*Objective*
Everything from the line with "green shrub, one" through the last line of the records below should be copied exactly, both ends included.

*Dataset rows*
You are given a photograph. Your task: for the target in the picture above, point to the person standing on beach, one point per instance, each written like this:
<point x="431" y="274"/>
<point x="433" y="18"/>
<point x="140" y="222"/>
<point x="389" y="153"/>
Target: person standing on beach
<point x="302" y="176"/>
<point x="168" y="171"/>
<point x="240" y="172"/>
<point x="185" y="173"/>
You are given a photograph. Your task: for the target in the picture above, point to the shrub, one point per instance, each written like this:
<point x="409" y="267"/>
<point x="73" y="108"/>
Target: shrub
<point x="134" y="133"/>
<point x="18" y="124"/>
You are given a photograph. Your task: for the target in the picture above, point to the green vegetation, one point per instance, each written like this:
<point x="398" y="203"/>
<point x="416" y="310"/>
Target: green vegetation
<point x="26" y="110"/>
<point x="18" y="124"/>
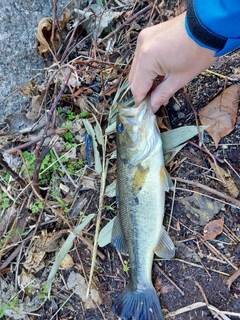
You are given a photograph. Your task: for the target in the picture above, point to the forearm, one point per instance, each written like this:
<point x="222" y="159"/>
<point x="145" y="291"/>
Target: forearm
<point x="214" y="24"/>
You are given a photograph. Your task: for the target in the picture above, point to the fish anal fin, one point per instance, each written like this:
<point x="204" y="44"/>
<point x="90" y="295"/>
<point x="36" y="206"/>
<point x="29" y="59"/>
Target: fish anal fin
<point x="118" y="238"/>
<point x="139" y="178"/>
<point x="165" y="179"/>
<point x="165" y="247"/>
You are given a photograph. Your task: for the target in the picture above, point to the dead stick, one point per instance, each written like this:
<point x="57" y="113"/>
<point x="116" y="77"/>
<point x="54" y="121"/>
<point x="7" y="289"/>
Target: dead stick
<point x="29" y="143"/>
<point x="208" y="189"/>
<point x="170" y="280"/>
<point x="127" y="22"/>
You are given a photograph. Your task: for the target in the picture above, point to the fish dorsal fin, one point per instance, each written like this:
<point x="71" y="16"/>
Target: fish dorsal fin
<point x="118" y="238"/>
<point x="165" y="179"/>
<point x="165" y="247"/>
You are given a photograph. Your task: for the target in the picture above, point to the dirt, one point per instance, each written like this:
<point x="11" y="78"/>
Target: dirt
<point x="200" y="270"/>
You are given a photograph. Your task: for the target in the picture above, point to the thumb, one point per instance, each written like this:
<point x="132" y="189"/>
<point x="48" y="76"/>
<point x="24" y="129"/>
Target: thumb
<point x="164" y="91"/>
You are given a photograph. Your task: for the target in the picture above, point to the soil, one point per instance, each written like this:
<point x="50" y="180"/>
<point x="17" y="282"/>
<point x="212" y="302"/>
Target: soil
<point x="200" y="270"/>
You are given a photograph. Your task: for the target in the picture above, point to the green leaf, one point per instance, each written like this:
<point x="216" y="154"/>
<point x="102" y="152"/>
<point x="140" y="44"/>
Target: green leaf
<point x="110" y="190"/>
<point x="97" y="160"/>
<point x="98" y="131"/>
<point x="105" y="234"/>
<point x="65" y="249"/>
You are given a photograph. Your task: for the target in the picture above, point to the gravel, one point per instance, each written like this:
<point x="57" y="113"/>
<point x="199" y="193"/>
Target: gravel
<point x="19" y="59"/>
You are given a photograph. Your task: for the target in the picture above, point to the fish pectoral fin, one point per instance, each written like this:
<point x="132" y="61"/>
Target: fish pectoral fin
<point x="139" y="179"/>
<point x="165" y="247"/>
<point x="165" y="179"/>
<point x="118" y="238"/>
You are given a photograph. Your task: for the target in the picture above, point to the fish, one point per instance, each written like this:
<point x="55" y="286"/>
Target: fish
<point x="142" y="181"/>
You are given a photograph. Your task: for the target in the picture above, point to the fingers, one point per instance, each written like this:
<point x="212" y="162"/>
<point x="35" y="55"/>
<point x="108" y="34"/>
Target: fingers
<point x="141" y="80"/>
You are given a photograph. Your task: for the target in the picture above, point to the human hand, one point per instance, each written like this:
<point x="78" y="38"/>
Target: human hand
<point x="166" y="50"/>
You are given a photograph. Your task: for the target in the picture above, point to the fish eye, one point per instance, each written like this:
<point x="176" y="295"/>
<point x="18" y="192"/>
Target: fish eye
<point x="120" y="127"/>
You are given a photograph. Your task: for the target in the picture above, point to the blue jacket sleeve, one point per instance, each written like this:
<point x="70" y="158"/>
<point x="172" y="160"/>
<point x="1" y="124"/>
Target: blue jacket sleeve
<point x="214" y="24"/>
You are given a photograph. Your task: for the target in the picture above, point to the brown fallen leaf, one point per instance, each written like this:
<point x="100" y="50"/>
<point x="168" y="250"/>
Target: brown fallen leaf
<point x="233" y="277"/>
<point x="220" y="114"/>
<point x="44" y="33"/>
<point x="213" y="229"/>
<point x="226" y="179"/>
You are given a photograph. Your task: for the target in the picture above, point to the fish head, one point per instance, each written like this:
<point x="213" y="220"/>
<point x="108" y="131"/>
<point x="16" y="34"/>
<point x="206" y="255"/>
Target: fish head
<point x="137" y="132"/>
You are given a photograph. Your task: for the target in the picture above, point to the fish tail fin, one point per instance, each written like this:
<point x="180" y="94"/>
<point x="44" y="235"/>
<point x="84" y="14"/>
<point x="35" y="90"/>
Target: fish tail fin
<point x="140" y="304"/>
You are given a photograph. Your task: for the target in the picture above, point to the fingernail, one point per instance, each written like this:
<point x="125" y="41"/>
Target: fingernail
<point x="155" y="108"/>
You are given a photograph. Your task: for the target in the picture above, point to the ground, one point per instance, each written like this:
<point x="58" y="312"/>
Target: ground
<point x="39" y="210"/>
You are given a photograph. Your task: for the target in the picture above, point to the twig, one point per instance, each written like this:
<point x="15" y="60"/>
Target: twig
<point x="173" y="200"/>
<point x="208" y="189"/>
<point x="127" y="22"/>
<point x="102" y="190"/>
<point x="30" y="143"/>
<point x="170" y="280"/>
<point x="13" y="174"/>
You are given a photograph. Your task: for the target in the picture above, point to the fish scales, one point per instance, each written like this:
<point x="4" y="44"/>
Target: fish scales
<point x="140" y="214"/>
<point x="141" y="184"/>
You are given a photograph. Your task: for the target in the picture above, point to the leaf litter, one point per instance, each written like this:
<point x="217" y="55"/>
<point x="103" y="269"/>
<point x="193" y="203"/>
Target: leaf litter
<point x="47" y="181"/>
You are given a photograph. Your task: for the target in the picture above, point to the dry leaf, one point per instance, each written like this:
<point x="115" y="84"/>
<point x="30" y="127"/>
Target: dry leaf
<point x="220" y="114"/>
<point x="44" y="33"/>
<point x="213" y="229"/>
<point x="76" y="282"/>
<point x="233" y="277"/>
<point x="226" y="179"/>
<point x="200" y="209"/>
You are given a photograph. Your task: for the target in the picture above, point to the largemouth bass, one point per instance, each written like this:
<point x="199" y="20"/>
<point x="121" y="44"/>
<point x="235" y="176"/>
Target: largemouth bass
<point x="142" y="181"/>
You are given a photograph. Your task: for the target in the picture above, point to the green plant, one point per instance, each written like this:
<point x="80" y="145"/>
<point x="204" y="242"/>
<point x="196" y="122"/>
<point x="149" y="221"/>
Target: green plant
<point x="30" y="160"/>
<point x="9" y="305"/>
<point x="43" y="294"/>
<point x="125" y="267"/>
<point x="36" y="206"/>
<point x="109" y="208"/>
<point x="5" y="201"/>
<point x="3" y="309"/>
<point x="71" y="115"/>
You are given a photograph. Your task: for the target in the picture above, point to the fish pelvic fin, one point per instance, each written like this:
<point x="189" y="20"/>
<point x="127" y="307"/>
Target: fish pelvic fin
<point x="141" y="304"/>
<point x="165" y="247"/>
<point x="165" y="179"/>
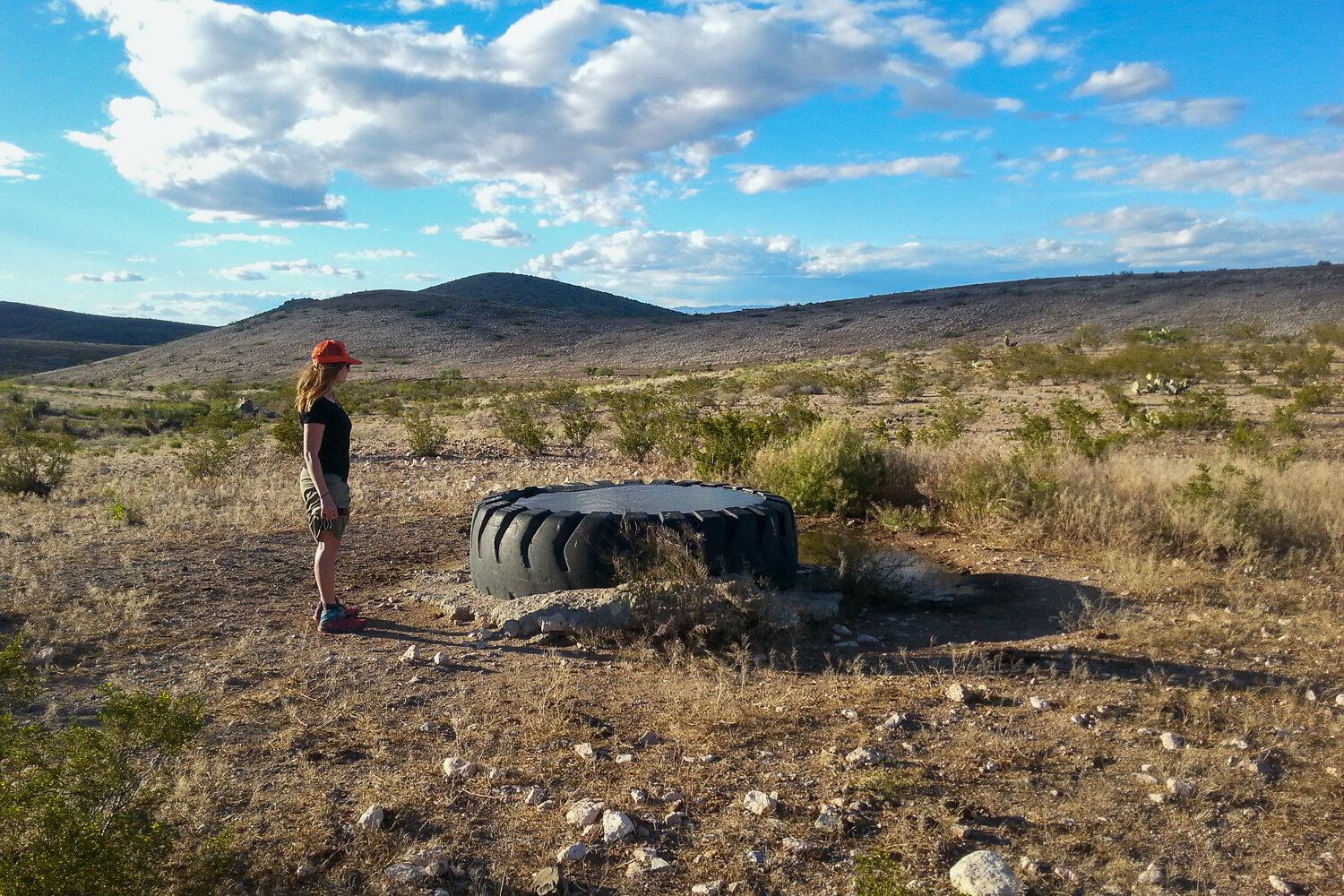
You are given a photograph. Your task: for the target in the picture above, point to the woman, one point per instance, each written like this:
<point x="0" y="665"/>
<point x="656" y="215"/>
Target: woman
<point x="323" y="479"/>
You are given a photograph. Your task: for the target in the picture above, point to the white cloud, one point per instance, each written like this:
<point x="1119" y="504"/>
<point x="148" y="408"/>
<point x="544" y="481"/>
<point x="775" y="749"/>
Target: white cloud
<point x="1209" y="112"/>
<point x="261" y="271"/>
<point x="109" y="277"/>
<point x="247" y="116"/>
<point x="497" y="231"/>
<point x="214" y="239"/>
<point x="1168" y="237"/>
<point x="1126" y="81"/>
<point x="1008" y="30"/>
<point x="214" y="309"/>
<point x="13" y="159"/>
<point x="755" y="179"/>
<point x="375" y="254"/>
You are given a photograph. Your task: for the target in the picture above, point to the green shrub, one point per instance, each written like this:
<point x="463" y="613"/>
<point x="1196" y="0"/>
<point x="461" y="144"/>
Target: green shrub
<point x="425" y="437"/>
<point x="80" y="809"/>
<point x="830" y="468"/>
<point x="34" y="462"/>
<point x="209" y="455"/>
<point x="519" y="419"/>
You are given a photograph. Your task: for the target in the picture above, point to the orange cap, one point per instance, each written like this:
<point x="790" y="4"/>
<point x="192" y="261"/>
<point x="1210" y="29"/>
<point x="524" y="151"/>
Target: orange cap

*Task response*
You are given a photograph. Your task: for the target in the picture above, point to the green shrub, one point per instance, each written like this:
<point x="463" y="613"/>
<point x="1196" y="0"/>
<point x="461" y="144"/>
Target: green shrub
<point x="425" y="437"/>
<point x="80" y="809"/>
<point x="830" y="468"/>
<point x="34" y="462"/>
<point x="209" y="455"/>
<point x="519" y="419"/>
You are given a photograph. Your task: for the target in the picture above, point to the orange cap, one point per instance, each written like this:
<point x="790" y="4"/>
<point x="192" y="261"/>
<point x="1210" y="29"/>
<point x="524" y="151"/>
Target: orange cap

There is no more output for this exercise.